**What is expected:**
In the article on Chicago multifamily lending below, copy word for word the passage starting with "Multifamily buildings started" and going on through "the COVID-19 pandemic.".

Multifamily buildings started the year as a favored asset among real estate investors. While Brian Mond says that hasn’t necessarily changed, the funding picture does seem to have been altered somewhat by the COVID-19 pandemic.

“Apartment buildings seem to still be the sweetheart asset,” Mond, a director at Essex Realty Group, Inc. who focuses on the South Side of Chicago, told Chicago Agent magazine. However, he added that right now, “if I’m looking at it as an investor, it’s going to be tougher for me to buy a multifamily investment property.”

That’s because lenders are tightening their standards. Essex Realty surveyed more than 200 professionals at 20 top lenders for the Chicagoland multifamily market earlier this month and found that around 60% reported increasing timelines for funding deals, 40% said their company is requiring additional escrows, and 89% noted decreased appraisal values when compared to last year. Mond noted that reserves requirements are much higher than they were last year and that rehab and fix-and-flip deals are being hit especially hard. “Lenders are being more conservative with their value-add play,” he said. “It has been very tough for new buyers.”

Mond noted that, while it’s hard to predict where the market will be this time next year, the major determining factor will be twofold: market demand and balance sheet basics. On the one hand, would-be homebuyers sidelined by the current crisis will need to delay their plans to purchase. “If people can’t really buy new homes, they’re still going to have to rent,” he said. On the other hand, investor confidence in the multifamily market will definitely be impacted by what happens with rent nonpayment. “Really what it comes down to is occupancy and collections in the next six to 12 months. What’s that going to look like?”

Records from a data collection:
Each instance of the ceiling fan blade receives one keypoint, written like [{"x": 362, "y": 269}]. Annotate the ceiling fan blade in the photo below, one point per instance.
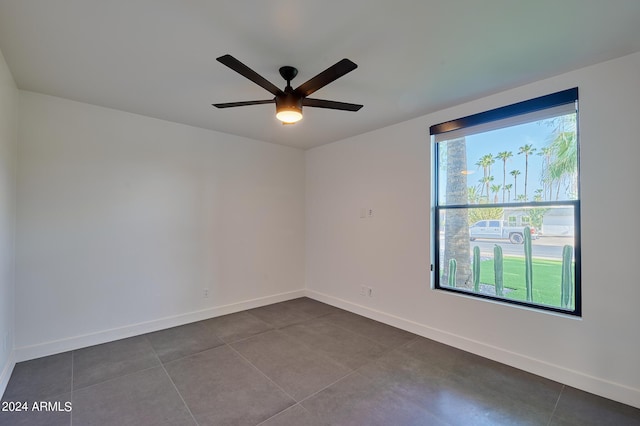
[
  {"x": 244, "y": 103},
  {"x": 332, "y": 73},
  {"x": 247, "y": 72},
  {"x": 322, "y": 103}
]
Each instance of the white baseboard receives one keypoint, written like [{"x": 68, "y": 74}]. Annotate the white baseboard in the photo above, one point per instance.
[
  {"x": 576, "y": 379},
  {"x": 26, "y": 353},
  {"x": 6, "y": 373}
]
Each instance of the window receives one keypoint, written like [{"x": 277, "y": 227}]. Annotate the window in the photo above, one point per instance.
[{"x": 506, "y": 204}]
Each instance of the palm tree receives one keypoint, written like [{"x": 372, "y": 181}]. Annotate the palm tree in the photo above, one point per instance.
[
  {"x": 538, "y": 194},
  {"x": 456, "y": 234},
  {"x": 486, "y": 182},
  {"x": 495, "y": 189},
  {"x": 485, "y": 162},
  {"x": 515, "y": 174},
  {"x": 546, "y": 153},
  {"x": 473, "y": 196},
  {"x": 508, "y": 188},
  {"x": 527, "y": 150},
  {"x": 564, "y": 163},
  {"x": 504, "y": 156}
]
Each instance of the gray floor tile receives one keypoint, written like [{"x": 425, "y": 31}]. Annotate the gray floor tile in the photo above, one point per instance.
[
  {"x": 297, "y": 369},
  {"x": 294, "y": 416},
  {"x": 222, "y": 388},
  {"x": 576, "y": 407},
  {"x": 57, "y": 414},
  {"x": 496, "y": 380},
  {"x": 374, "y": 330},
  {"x": 312, "y": 307},
  {"x": 343, "y": 346},
  {"x": 355, "y": 400},
  {"x": 188, "y": 339},
  {"x": 144, "y": 398},
  {"x": 281, "y": 314},
  {"x": 99, "y": 363},
  {"x": 40, "y": 378},
  {"x": 241, "y": 325},
  {"x": 470, "y": 388}
]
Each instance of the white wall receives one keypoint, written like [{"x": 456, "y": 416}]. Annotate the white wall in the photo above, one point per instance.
[
  {"x": 123, "y": 220},
  {"x": 389, "y": 171},
  {"x": 8, "y": 146}
]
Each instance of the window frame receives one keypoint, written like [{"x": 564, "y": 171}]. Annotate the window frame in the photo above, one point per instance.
[{"x": 509, "y": 111}]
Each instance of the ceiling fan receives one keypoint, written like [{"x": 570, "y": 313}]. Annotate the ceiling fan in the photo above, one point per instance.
[{"x": 289, "y": 102}]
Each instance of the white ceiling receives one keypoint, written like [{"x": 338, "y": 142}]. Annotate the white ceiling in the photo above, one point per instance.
[{"x": 157, "y": 57}]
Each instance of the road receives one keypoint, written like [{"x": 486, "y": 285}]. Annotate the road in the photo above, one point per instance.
[{"x": 543, "y": 247}]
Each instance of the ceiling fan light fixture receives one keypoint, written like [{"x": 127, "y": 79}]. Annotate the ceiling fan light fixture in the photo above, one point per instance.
[
  {"x": 289, "y": 108},
  {"x": 290, "y": 114}
]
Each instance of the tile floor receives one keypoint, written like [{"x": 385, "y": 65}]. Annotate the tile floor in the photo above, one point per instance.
[{"x": 301, "y": 363}]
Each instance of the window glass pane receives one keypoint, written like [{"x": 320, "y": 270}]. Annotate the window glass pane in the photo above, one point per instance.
[
  {"x": 552, "y": 256},
  {"x": 506, "y": 204}
]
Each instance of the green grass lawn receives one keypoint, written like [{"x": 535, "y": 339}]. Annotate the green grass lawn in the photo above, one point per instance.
[{"x": 546, "y": 279}]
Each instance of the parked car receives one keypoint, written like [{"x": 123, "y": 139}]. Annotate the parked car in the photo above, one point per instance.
[{"x": 495, "y": 229}]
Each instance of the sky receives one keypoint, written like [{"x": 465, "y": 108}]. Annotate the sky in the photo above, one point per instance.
[{"x": 509, "y": 139}]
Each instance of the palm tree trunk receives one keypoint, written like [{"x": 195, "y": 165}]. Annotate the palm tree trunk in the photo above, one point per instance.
[{"x": 456, "y": 237}]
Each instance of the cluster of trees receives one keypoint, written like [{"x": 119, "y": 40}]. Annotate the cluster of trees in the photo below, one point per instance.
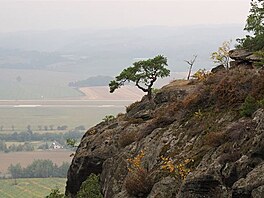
[
  {"x": 255, "y": 26},
  {"x": 39, "y": 169},
  {"x": 143, "y": 73}
]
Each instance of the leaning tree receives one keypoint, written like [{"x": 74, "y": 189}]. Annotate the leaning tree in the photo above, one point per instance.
[{"x": 143, "y": 73}]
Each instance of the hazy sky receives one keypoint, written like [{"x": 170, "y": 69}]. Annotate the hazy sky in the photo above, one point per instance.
[{"x": 19, "y": 15}]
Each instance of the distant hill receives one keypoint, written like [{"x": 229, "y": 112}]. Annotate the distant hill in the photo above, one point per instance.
[
  {"x": 92, "y": 81},
  {"x": 107, "y": 52},
  {"x": 102, "y": 93}
]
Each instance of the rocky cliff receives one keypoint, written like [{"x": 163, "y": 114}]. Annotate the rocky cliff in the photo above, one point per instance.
[{"x": 191, "y": 141}]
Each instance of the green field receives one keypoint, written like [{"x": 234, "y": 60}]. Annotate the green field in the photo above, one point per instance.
[
  {"x": 36, "y": 84},
  {"x": 70, "y": 113},
  {"x": 30, "y": 187}
]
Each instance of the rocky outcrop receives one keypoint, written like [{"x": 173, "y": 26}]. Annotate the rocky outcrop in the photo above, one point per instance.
[
  {"x": 197, "y": 122},
  {"x": 243, "y": 59}
]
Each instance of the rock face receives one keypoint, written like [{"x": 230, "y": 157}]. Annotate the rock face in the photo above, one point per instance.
[
  {"x": 243, "y": 59},
  {"x": 211, "y": 150}
]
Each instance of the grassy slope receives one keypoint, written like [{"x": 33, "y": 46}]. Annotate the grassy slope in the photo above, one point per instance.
[{"x": 30, "y": 187}]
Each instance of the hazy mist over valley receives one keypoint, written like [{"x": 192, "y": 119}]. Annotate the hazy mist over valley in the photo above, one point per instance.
[{"x": 58, "y": 57}]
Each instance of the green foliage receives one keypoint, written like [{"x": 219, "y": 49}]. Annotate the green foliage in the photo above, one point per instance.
[
  {"x": 108, "y": 118},
  {"x": 143, "y": 73},
  {"x": 254, "y": 25},
  {"x": 261, "y": 103},
  {"x": 71, "y": 142},
  {"x": 55, "y": 193},
  {"x": 222, "y": 55},
  {"x": 155, "y": 90},
  {"x": 201, "y": 75},
  {"x": 90, "y": 188},
  {"x": 260, "y": 54},
  {"x": 248, "y": 107}
]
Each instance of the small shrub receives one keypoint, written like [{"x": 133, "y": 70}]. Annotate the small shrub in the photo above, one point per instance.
[
  {"x": 248, "y": 107},
  {"x": 180, "y": 170},
  {"x": 55, "y": 193},
  {"x": 90, "y": 188},
  {"x": 108, "y": 118},
  {"x": 201, "y": 75}
]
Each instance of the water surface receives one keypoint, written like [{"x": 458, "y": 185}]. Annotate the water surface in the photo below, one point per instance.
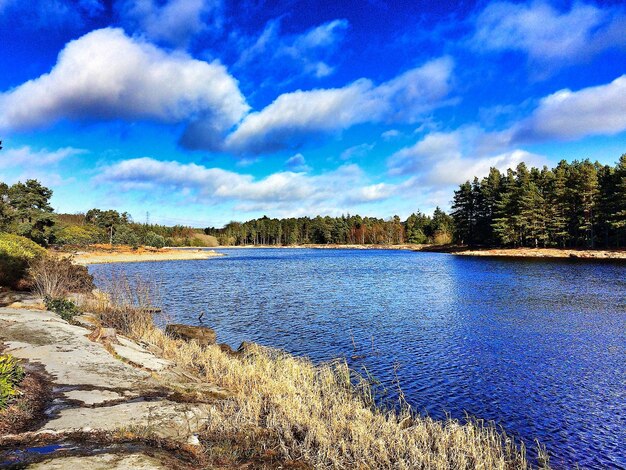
[{"x": 538, "y": 346}]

**Task response:**
Multifamily buildings started the year as a favored asset among real estate investors. While Brian Mond says that hasn’t necessarily changed, the funding picture does seem to have been altered somewhat by the COVID-19 pandemic.